— Tasks to complete —
1. For the passage below about Post Retief Barracks and the Martello Tower, decide whether each statement agrees with it, answering yes or no and quoting the deciding words: (a) The barracks were built from local sandstone of good quality. (b) The Martello Tower was manned until 1869. (c) The officers' stables still have a fully boarded roof covered with thatch.
2. Extend the passage below about Post Retief Barracks and the Martello Tower, picking up after its last sentence.

— Passage given —
* Begin *

This is no place for a history lesson, yet the remains of the barracks and the loop holed stone walls capped with a double pitch to make it difficult to climb over provide an interesting insight to the building materials and styles of 1836.

Post Retief Barracks was designed by Major Charles Selwyn of the Royal Engineers and constructed from local sandstone – which is notorious for its poor quality – as well as bricks made from the local clay.

The kingpost trusses clearly visible in the Cape Corps stables are typical of the construction by the Royal Engineers.

In one building, the stone lintel is actually bending as it is not thick enough – one needs to bear in mind that these buildings were not meant to last forever – compared with another which remains straight, thanks to the thickness of the stone used.

Next to the officers’ kitchen is the officers’ stables, still containing a fully boarded roof covered with zinc sheeting.

A large tree is now growing in what were the officers’ privies at the end of this row of buildings.

The narrow gate in the wall opposite the officers’ quarters – facing the Katberg Mountain – was used to draw water from the Koonap River below.

MARTELLO TOWER

The purpose of our trip to Fort Beaufort was to see the Martello Tower, which formed part of the extensive British fortifications authorised for the Eastern Cape by the then Governor of the Cape, Sir Benjamin D’Urban. The tower was constructed by the Royal Engineers in about 1844 and was manned until 1869. It is unusual for a Martello Tower to be erected so far inland, as they were more commonly used for coastal defence.

* End *

— Information supplied —
* Begin *

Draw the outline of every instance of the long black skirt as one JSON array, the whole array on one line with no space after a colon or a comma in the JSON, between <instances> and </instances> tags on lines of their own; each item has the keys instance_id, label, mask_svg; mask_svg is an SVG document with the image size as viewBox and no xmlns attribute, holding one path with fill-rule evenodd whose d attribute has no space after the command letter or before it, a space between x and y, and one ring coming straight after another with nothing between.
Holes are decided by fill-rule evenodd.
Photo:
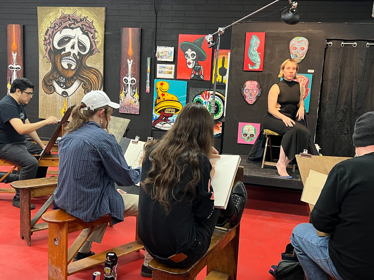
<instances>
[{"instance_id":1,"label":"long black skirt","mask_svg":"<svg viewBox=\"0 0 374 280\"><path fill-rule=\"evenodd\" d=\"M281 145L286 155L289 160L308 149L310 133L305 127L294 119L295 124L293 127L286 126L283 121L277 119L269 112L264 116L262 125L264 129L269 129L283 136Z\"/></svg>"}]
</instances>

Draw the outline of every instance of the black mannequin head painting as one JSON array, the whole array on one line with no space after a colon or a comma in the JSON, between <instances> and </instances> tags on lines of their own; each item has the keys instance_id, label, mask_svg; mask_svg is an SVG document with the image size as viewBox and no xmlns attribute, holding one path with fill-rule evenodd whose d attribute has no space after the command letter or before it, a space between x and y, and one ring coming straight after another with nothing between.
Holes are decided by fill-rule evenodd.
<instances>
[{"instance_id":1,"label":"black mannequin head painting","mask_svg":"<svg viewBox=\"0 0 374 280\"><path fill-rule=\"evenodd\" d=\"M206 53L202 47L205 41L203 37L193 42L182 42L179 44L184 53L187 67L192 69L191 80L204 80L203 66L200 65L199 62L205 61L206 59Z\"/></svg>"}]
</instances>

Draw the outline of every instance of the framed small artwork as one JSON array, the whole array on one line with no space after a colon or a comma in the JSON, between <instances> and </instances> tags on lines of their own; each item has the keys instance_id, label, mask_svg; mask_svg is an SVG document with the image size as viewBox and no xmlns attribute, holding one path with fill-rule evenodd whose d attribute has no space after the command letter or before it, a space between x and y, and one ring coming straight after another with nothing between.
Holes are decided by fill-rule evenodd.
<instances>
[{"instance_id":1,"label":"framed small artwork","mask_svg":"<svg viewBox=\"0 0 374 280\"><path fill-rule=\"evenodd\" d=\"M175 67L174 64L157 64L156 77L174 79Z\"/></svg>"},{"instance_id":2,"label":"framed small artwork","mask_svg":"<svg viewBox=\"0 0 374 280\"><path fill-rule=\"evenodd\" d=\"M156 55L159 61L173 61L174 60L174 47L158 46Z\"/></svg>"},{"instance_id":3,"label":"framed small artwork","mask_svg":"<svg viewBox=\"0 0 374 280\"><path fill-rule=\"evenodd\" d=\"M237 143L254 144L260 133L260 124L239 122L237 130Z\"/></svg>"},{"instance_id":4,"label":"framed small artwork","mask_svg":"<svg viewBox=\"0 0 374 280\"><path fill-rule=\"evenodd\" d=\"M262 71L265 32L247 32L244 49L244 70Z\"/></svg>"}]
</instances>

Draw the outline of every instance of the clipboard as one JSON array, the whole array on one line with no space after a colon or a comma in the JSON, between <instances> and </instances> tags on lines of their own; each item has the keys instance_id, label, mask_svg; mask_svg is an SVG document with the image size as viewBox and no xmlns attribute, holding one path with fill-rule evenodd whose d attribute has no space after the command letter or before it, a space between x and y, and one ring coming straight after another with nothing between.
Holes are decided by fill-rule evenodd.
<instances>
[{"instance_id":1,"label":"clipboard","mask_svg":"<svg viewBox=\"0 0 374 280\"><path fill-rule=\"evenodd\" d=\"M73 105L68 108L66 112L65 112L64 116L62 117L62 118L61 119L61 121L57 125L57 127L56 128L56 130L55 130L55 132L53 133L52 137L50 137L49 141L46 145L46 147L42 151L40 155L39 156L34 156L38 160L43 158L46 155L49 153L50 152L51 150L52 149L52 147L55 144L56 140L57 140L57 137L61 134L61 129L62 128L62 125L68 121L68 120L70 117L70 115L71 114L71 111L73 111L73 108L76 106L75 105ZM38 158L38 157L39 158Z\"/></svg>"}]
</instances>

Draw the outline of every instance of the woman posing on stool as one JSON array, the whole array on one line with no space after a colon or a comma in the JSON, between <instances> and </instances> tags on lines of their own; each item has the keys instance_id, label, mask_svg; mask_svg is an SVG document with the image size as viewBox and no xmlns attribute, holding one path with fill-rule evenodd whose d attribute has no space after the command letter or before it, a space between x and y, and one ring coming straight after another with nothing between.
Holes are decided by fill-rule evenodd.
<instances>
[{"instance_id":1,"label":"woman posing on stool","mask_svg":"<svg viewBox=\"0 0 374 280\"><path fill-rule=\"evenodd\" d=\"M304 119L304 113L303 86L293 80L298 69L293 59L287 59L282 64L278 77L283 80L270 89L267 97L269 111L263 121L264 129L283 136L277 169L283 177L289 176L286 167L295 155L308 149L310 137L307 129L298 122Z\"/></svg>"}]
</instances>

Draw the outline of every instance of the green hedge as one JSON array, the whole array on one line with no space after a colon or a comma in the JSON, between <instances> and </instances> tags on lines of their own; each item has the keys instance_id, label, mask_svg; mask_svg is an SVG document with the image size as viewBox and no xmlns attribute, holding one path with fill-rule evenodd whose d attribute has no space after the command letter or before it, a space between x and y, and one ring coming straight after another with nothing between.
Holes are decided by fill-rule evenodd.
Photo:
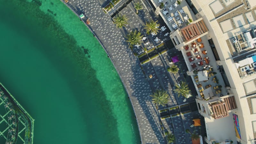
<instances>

* End *

— Answers per task —
1.
(a) No: "local sandstone – which is notorious for its poor quality"
(b) Yes: "was manned until 1869"
(c) No: "still containing a fully boarded roof covered with zinc sheeting"

2.
Martello Tower

Dressed stone from local quarries as well as baked clay bricks were used for its construction. The base is 9,6 metres in diameter and the tower is 9,5 metres high. The stone walls are 1,9 metres thick. The garrison’s quarters were situated on the middle floor of the tower, with the magazine situated on the ground floor. There are four firing ports, each with a flue above it to carry away the smoke from the muzzle loaders that were in use at the time.

Martello Tower flue

There is also a fire place for warmth during the winter and all the smoke from this and the weapons comes out from a chimney vent at the top of the tower.

chimney opening

That is where the flat gun-roof is, with a Machicouli gallery for defending the entrance from above.

Machicouli gallery

The tower was originally equipped with a nine-pounder swivel gun that could traverse a 360 degree arc. A reproduction gun carriage is there to give visitors an idea of what the original looked like and a different gun is lying on the floor.

cannon

The Martello Tower was declared a national monument in 1938. It is disturbing to note that figs have got a firm hold on the walls – destruction of these is vital for the safeguarding of the masonry.

fig damage

While in Fort Beaufort, we looked at the historic Victoria Bridge over the Kat River.

It is the oldest triple-arch bridge in the country. The bridge was designed by Andrew Geddes Bain and Major C.J. Selwyn and was built by the Royal Engineers in 1844. Having visited it some years earlier, I was relieved to note that several large trees that had been growing out of the stone walls have been removed in the interim.

Victoria bridge

There is a forest of alien vegetation growing on the banks below it though!

Victoria Bridge

GREEN DOOR

Have you ever listened to the 1956 song by Jim Low called The Green Door? It ends with the intriguing words:

Midnight, one more night without sleepin’
Watchin’ till the mornin’ comes creepin’
Green door, what’s that secret you’re keepin?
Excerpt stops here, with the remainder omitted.